* **Directive a**
Lay out the lines of the entry that follows the post on emotional eating as a numbered list, leaving out any blank lines.

* **Text to read**

────────────────

Emotions, Eating, and Weight Control

Bento by Jo

I see it again and again- weightloss advice that talks about curbing your emotions, or “conquering emotional eating”. Articles talk about how emotional eating can “sabotage” your efforts at weightloss, and give advice for how to regain control when you break down in weak moments. The advice usually involves some method of distracting yourself from your feelings, or fooling your perceptions. This is just plain wrong thinking on several levels, and it actually increases the likelihood of weight gain. I will tell you why you need to do exactly the opposite if you want to lose or maintain weight.

Talking about emotional eating like it is some kind of enemy puts the power outside of you. It makes it seem like emotions (and food) are mighty forces, waiting to sneak up and take over control of your actions. An example is this quote, taken directly from WebMD “Experts estimate that 75% of overeating is caused by emotions”. If overeating is caused by emotions, then it is simple- to stop overeating, get rid of your emotions, right? Wrong. Face it- part of being human is having feelings, and trying to suppress them can actually make them stronger. They are there to tell us something about ourselves and, rather than suppress them, we need to focus on them and learn about our needs.

If we really paid attention to our feelings, we would not want to stuff ourselves with calorically dense processed products, because we would be satisfied. However, we are manipulated by two powerful industries. (This is not a conspiracy theory. I’m not suggesting they do this to deliberately harm us, they have simply discovered that they can make a bigger profit if they use this psychology). First, the processed food industry sells more products by linking our human yearnings and emotions to their product (think of all the food commercials, with their happy families, nostalgic music, and slogans like “spread a little love”). Then the diet industry makes this connection stronger with their advice to keep emotions separate from food. Remember, trying to squelch or push away the emotions can make them stronger- then they leak out in other ways, leading to “cheating” on the diet. When dieters fail again and again, they desperately buy whatever diet aids they can get their hands on to keep the “emotional eating” at bay.

I’d like to argue that we should be eating emotionally, sensually, passionately, always. Eating is such a primal pleasure, our brains will always have strong emotions around food. Food and touch are our first bonding experiences as newborns, and they remain two of the most powerful pleasures through our lives. Why live in constant deprivation mode, trying to blunt our emotions, when food can be a way to nourish ourselves emotionally as well as physically?

────────────────

* **Material**
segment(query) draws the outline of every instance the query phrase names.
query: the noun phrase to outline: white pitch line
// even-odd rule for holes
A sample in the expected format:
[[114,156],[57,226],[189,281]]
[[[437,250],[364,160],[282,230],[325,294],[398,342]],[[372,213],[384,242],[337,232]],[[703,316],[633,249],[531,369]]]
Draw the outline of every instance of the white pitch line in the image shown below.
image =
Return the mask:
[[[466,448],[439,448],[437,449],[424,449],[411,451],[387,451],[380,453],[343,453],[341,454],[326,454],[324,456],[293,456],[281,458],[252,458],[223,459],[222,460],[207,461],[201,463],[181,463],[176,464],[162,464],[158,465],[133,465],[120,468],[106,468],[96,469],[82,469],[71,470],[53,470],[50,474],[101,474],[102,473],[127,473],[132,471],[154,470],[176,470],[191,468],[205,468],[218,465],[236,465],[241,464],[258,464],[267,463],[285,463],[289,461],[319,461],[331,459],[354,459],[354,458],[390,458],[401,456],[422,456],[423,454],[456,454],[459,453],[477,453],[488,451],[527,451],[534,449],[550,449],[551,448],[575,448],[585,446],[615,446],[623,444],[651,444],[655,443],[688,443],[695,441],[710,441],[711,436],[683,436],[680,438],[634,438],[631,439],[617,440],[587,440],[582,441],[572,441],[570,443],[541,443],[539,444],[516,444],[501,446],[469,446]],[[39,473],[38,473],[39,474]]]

────────────────

* **Directive b**
Do these statements agree with the post on emotional eating? Answer yes or no for each, and quote the deciding words from the post. (i) The quoted WebMD line says experts estimate that 75% of overeating is caused by emotions. (ii) The post says the two industries deliberately set out to harm people. (iii) The post calls food and touch our first bonding experiences as newborns.

* **Written solution a**
1. segment(query) draws the outline of every instance the query phrase names.
2. query: the noun phrase to outline: white pitch line
3. // even-odd rule for holes
4. A sample in the expected format:
5. [[114,156],[57,226],[189,281]]
6. [[[437,250],[364,160],[282,230],[325,294],[398,342]],[[372,213],[384,242],[337,232]],[[703,316],[633,249],[531,369]]]
7. Draw the outline of every instance of the white pitch line in the image shown below.
8. image =
9. Return the mask:
10. [[[466,448],[439,448],[437,449],[424,449],[411,451],[387,451],[380,453],[343,453],[341,454],[326,454],[324,456],[293,456],[281,458],[252,458],[223,459],[222,460],[207,461],[201,463],[181,463],[176,464],[162,464],[158,465],[133,465],[120,468],[106,468],[96,469],[82,469],[71,470],[53,470],[50,474],[101,474],[102,473],[127,473],[132,471],[154,470],[176,470],[191,468],[205,468],[218,465],[236,465],[241,464],[258,464],[267,463],[285,463],[289,461],[319,461],[331,459],[354,459],[354,458],[390,458],[401,456],[422,456],[423,454],[456,454],[459,453],[477,453],[488,451],[527,451],[534,449],[550,449],[551,448],[575,448],[585,446],[615,446],[623,444],[651,444],[655,443],[688,443],[695,441],[710,441],[711,436],[683,436],[680,438],[634,438],[631,439],[617,440],[587,440],[582,441],[572,441],[570,443],[541,443],[539,444],[516,444],[501,446],[469,446]],[[39,473],[38,473],[39,474]]]

* **Written solution b**
(i) Yes: "Experts estimate that 75% of overeating is caused by emotions"
(ii) No: "I’m not suggesting they do this to deliberately harm us"
(iii) Yes: "Food and touch are our first bonding experiences as newborns"